-- Data for review follows --
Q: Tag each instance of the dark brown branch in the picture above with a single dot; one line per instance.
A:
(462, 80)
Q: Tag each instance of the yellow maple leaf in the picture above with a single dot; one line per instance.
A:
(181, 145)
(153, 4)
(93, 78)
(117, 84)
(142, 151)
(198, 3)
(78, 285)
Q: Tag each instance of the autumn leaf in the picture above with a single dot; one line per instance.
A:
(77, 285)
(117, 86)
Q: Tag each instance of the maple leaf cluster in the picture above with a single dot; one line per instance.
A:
-- Data for review concluded --
Problem
Report all lines of the data above that include the string "each".

Output for this task
Q: Tag each instance of the dark brown branch in the picture above with a single dot; one line per instance.
Q: Tag each instance of the yellow maple leaf in the picture above with a single dot; one line per instance.
Q: Tag each instance of the autumn leaf in the picture above with a single dot; one line per instance.
Q: Tag each instance of the maple leaf cluster in the picture above with a single dot; one line per instance.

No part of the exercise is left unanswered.